# Work to be completed:
Format the entries from the beginning up to and including the line with "[25,110,94,139]" as a two-column CSV with the columns "entry" and "answer", one row per entry. Put each entry's text and its answer in single quoted fields with line breaks replaced by spaces, and leave out the pictures.

====== Task inputs ======

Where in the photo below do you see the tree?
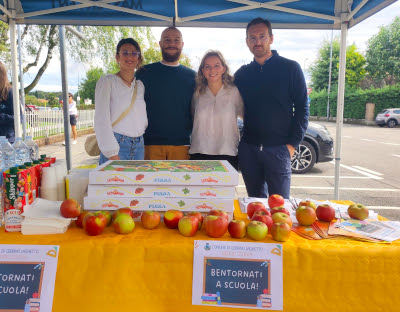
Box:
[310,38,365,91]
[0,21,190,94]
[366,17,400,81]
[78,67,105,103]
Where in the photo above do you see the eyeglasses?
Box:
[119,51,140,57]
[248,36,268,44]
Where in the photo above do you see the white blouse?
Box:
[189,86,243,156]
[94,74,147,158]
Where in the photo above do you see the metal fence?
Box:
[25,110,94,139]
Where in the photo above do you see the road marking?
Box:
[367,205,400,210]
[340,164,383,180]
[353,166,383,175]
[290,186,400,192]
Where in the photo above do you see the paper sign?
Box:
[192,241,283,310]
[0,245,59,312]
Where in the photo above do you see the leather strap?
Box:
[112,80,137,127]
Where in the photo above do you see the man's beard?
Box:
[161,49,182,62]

======

# Response for this exercise:
entry,answer
"Where in the photo below do you see the tree? Box:","[310,38,365,91] [0,21,190,94] [366,17,400,81] [78,67,105,103]"
"Where in the photo above do you see the eyeglasses? Box:","[119,51,140,57] [248,36,268,44]"
"Where in the photo above do you see the white blouse? Box:","[189,86,243,156] [94,74,147,158]"
"Where in the photo above do you see the metal fence? Box:","[25,110,94,139]"